What you have to do
Could you restate the data below word for word, without its pictures?

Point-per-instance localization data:

● ● ● ●

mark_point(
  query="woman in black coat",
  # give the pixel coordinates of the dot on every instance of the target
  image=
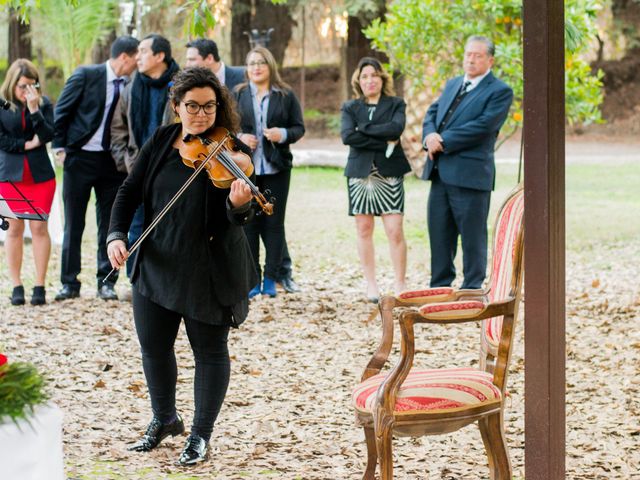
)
(371, 126)
(271, 120)
(25, 129)
(195, 265)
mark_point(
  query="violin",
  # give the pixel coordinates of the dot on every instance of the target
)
(214, 152)
(216, 149)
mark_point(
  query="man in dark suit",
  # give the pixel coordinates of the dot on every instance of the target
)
(82, 141)
(459, 133)
(203, 52)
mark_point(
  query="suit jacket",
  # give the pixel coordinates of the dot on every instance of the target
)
(13, 138)
(232, 269)
(80, 108)
(367, 139)
(470, 134)
(233, 76)
(124, 148)
(284, 112)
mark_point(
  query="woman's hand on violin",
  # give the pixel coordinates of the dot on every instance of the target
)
(117, 253)
(250, 140)
(273, 134)
(240, 193)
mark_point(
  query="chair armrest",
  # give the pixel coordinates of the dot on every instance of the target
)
(464, 311)
(437, 294)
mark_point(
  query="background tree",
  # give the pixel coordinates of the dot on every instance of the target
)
(19, 37)
(425, 41)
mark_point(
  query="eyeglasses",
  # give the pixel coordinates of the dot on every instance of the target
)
(258, 63)
(193, 108)
(23, 86)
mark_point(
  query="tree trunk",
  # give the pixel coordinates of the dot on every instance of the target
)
(260, 15)
(102, 51)
(359, 46)
(19, 39)
(240, 23)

● ● ● ●

Your response
mark_point(
  query="woman in black coat",
  # give the pixel coordinates of the dot on every instance of the target
  image=
)
(371, 126)
(271, 120)
(25, 129)
(195, 265)
mark_point(
  query="violin",
  # give the pixel coordinates of the dot on every instance of the target
)
(214, 152)
(216, 149)
mark_point(
  query="man in dark suit",
  # give the pixel coordinates of the dot on every instance of the target
)
(82, 141)
(459, 133)
(203, 52)
mark_point(
  query="suit jacket",
  # give the pixel coordinates of the dot on every instance of the target
)
(13, 138)
(232, 269)
(80, 108)
(367, 139)
(470, 134)
(233, 76)
(124, 148)
(284, 112)
mark_point(
  query="woman's hand on violin",
  # give the pixel coordinates of the dot on every instance of the target
)
(117, 253)
(250, 140)
(273, 134)
(240, 193)
mark_point(
  query="chair armrest",
  # give the pixel coordinates of the dot on every instance of the target
)
(464, 311)
(437, 294)
mark_point(
  query="background tree",
  # give the pixel coordinates of the dot on every instance of the target
)
(19, 37)
(425, 41)
mark_point(
  query="eyeglasses",
  # give the pixel coordinates of the dot on every instance of the target
)
(258, 63)
(193, 108)
(23, 86)
mark_point(
  query="tree trunk",
  # give the pixel coordinates of the dot on every instance of the target
)
(260, 15)
(102, 51)
(359, 46)
(19, 39)
(240, 23)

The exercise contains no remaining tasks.